Task directions -
The whole listing, except its pictures, is to be repeated exactly.

Provided material -

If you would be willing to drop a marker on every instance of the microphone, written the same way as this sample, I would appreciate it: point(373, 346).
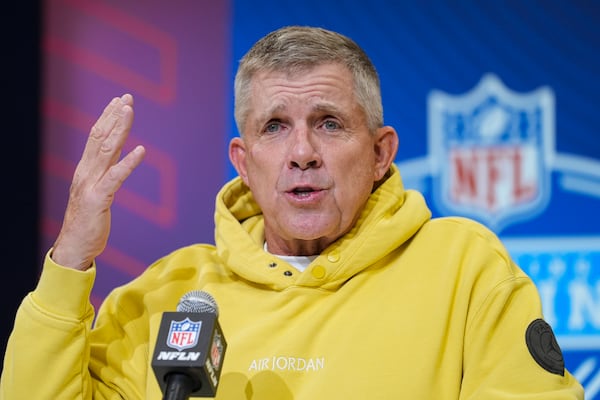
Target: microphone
point(190, 348)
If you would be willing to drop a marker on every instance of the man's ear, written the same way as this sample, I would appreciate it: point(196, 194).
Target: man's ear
point(386, 147)
point(237, 156)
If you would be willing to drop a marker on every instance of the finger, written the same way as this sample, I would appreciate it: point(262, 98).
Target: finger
point(103, 127)
point(107, 137)
point(118, 173)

Exercise response -
If you would be willing to drop a marker on every instance of the microphone, written the same way as this sample, I would appreciate it: point(373, 346).
Target: microphone
point(190, 348)
If you would be willing to drop a marker on every instance of the man's ear, written the same way as this sample, I would appreciate it: point(196, 194).
Target: man's ear
point(386, 147)
point(237, 156)
If you would be willing to drop a marker on every instance of the finger, written the same way as this sample, I would appreciate it: point(262, 98).
Target: finger
point(103, 127)
point(107, 137)
point(118, 173)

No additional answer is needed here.